What you will do:
Which lines of the records below contain the word "jersey"? Show each one.

Extracted material:
»»

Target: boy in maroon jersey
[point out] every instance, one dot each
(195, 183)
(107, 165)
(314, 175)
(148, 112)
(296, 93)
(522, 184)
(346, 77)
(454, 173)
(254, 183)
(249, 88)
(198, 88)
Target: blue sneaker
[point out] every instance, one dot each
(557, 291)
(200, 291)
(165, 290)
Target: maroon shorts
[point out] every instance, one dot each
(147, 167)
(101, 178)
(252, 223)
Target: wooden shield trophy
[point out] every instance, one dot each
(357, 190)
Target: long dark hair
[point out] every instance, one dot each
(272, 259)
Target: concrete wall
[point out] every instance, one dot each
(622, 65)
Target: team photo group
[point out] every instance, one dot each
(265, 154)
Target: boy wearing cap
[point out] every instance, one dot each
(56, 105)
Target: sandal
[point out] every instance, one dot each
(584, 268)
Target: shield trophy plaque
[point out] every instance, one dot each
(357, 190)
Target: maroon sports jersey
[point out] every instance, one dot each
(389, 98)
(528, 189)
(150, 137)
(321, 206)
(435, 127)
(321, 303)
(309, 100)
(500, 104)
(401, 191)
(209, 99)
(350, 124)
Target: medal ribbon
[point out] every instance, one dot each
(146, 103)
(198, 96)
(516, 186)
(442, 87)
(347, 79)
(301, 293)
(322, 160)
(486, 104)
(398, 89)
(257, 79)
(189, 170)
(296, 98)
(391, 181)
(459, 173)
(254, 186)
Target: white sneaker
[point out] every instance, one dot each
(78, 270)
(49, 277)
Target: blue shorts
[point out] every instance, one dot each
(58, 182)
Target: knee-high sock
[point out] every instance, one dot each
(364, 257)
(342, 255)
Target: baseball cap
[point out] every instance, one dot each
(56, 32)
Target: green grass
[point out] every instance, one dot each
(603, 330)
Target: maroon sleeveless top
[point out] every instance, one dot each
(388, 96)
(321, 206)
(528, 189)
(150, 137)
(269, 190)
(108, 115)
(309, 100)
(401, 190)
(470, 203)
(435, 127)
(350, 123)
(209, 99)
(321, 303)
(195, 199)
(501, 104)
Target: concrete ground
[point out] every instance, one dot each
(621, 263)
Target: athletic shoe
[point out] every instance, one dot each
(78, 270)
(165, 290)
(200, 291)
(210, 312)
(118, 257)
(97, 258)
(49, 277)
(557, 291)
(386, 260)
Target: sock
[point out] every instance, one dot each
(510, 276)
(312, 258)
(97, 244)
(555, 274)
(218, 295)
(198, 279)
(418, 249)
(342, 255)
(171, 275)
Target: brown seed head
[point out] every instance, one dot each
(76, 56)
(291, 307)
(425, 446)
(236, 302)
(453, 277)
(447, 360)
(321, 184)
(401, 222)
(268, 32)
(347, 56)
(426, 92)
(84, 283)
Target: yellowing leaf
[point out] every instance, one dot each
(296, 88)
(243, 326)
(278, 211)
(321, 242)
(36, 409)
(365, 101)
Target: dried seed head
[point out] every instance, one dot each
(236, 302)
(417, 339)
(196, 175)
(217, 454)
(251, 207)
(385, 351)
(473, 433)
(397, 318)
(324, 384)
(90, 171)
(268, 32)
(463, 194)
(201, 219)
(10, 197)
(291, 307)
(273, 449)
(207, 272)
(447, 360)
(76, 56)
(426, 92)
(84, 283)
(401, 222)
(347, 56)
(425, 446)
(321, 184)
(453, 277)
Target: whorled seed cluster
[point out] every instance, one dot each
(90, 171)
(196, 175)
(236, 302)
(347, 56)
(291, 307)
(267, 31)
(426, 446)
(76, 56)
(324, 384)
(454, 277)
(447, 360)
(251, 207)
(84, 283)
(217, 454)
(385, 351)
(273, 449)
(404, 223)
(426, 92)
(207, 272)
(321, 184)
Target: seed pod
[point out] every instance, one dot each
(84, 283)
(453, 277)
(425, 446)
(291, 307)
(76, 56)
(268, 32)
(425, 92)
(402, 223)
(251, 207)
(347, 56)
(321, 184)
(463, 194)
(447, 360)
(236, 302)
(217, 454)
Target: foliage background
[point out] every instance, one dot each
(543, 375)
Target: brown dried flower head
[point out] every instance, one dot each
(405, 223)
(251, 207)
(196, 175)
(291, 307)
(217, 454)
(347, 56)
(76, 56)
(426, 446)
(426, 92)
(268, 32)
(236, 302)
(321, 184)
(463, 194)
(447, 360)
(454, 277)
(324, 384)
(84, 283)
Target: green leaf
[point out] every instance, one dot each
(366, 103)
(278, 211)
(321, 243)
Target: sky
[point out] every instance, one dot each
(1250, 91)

««
»»

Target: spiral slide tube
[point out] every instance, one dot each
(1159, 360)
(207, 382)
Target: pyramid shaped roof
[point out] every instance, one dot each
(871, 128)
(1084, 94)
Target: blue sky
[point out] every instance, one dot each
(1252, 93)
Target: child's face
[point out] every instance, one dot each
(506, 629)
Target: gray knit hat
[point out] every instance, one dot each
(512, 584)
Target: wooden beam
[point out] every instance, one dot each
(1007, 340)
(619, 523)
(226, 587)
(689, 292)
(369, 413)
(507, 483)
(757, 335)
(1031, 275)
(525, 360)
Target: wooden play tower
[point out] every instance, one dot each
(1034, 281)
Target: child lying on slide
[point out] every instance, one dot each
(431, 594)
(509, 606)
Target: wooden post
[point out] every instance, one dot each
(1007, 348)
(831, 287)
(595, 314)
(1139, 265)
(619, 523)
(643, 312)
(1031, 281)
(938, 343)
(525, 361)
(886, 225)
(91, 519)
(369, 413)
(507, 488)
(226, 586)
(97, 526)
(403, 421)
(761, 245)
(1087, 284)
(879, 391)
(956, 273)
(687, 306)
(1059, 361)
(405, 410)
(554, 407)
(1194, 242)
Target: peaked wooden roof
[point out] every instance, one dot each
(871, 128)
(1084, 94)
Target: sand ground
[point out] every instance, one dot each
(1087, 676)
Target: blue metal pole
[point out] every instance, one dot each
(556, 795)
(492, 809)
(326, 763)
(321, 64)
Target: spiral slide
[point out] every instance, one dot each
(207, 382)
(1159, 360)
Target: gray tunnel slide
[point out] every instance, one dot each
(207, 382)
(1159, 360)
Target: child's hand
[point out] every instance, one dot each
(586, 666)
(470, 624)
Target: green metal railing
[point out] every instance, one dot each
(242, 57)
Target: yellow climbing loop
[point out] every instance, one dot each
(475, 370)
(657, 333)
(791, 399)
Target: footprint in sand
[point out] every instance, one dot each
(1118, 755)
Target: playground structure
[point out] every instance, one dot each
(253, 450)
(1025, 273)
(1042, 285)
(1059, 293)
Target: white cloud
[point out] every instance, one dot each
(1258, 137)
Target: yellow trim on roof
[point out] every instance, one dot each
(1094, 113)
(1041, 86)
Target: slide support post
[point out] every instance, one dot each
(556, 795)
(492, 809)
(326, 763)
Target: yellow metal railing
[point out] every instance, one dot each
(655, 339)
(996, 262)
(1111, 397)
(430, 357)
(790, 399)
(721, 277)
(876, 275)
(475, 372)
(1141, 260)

««
»»

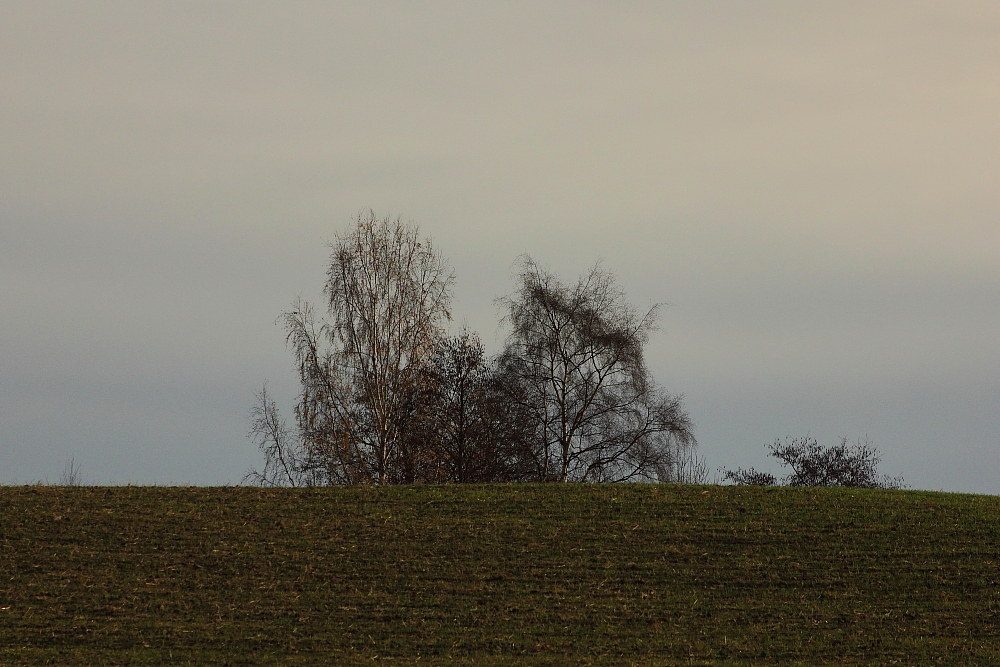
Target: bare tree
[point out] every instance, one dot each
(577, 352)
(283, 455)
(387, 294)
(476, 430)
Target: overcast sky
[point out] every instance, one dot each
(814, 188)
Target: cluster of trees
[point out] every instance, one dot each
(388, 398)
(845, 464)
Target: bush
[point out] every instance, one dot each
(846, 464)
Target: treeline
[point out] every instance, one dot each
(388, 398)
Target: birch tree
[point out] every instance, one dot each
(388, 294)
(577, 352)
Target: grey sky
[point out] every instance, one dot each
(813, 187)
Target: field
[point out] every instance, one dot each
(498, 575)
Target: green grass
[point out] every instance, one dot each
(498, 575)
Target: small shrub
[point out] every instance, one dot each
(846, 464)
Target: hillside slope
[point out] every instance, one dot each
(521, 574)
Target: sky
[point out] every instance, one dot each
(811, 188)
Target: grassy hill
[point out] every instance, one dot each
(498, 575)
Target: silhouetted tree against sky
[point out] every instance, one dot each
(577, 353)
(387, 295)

««

Task result:
Target: boy in maroon jersey
Target: maroon sports jersey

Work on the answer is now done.